↓↓↓
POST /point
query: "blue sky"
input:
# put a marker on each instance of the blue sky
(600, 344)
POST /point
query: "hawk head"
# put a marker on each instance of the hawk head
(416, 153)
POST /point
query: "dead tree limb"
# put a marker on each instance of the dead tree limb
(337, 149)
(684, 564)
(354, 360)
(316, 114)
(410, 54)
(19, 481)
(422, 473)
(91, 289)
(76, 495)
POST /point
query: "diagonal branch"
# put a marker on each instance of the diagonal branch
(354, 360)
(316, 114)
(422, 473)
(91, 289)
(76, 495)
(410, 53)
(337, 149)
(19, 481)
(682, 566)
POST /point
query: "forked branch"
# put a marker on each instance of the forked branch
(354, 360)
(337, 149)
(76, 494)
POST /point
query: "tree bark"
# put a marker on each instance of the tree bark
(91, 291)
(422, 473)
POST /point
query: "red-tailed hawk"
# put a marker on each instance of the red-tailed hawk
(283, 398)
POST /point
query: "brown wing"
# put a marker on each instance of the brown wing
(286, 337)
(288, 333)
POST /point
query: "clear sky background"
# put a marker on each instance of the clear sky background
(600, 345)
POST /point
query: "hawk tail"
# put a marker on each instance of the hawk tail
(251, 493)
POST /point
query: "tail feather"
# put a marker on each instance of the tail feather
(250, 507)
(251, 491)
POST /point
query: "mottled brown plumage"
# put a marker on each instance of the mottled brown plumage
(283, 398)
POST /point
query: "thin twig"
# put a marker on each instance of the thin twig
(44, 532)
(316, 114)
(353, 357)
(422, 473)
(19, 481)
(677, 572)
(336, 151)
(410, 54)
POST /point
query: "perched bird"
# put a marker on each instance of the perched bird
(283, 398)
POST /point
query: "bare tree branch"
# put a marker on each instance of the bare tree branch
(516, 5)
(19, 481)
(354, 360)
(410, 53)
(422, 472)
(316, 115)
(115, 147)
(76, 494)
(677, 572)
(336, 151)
↑↑↑
* Task to complete *
Filter the entries above, copying each line that contains the string "head".

* Exercise output *
query: "hawk head"
# put a marker on each instance of the hawk head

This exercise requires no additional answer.